Source document →
--- START ---

Getting to Yes, And

Jay Van Bavel: The Power of Us


Jay J. Van Bavel

Subscribe on

Kelly connects with NYU professor Jay J. Van Bavel to talk about his new book The Power of Us: Harnessing Our Shared Identities to Improve Performance, Increase Cooperation and Promote Social Harmony.

In this book about social identity, you note that New Zealand PM Jacinda Arden modeled the kind of behavior that led to her country having so few Covid cases.

“You act as if you're one of the group and you're willing to put yourself at that level and embody and role model the things that you expect of your followers. And that is what inspires people to feel like part of the shared team with you, with the shared purpose and to make sacrifices that you're asking of them, which is really critical in a pandemic.”

You also note that just because we are tribal, that doesn’t mean our tribe can’t be inclusive and collaborative.

“When we think about identity in groups, we often think of tribalism as the moment you identify as one team you're going to dislike the other team. But the second part of identity is what norms you identify with a group that is inclusive and embraces people who are different, and as collaborative or cooperative. The more people identify that group, the more inclusive they become and the more cooperative and tolerant. And so what matters is not just what group we identify with, but what the norms of that identity are and that's where leadership really plays a key role.”

I was also glad to see you break down the replication crisis - which is a real thing - but it’s also always been a science thing, right?

“So the replication crisis is really important to know when reading a social science book or psychology book or these pop science books. What it means is that some of the studies, when people rerun them they don't find the same effects, and so you can't really trust it. And by the way, this is not just a social or behavioral science thing, the same thing is happening in cancer research, in biology and chemistry, the same things are in economics, same things are happening in every field. That's part of what science is, if someone shows something someone else should be able to take the same methods and find it in another study, if not, you abandon it pretty quickly. You know,  the great thing about science: nothing's dogmatic.”

--- END ---

Task instructions → Retype the stretch of the interview about the book The Power of Us from "In this book" through "inclusive and collaborative.", keeping every word and punctuation mark intact.

Exercise data →
--- START ---

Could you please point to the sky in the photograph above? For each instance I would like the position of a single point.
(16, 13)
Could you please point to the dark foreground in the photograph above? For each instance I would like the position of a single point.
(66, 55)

--- END ---

Written reply →
In this book about social identity, you note that New Zealand PM Jacinda Arden modeled the kind of behavior that led to her country having so few Covid cases.

“You act as if you're one of the group and you're willing to put yourself at that level and embody and role model the things that you expect of your followers. And that is what inspires people to feel like part of the shared team with you, with the shared purpose and to make sacrifices that you're asking of them, which is really critical in a pandemic.”

You also note that just because we are tribal, that doesn’t mean our tribe can’t be inclusive and collaborative.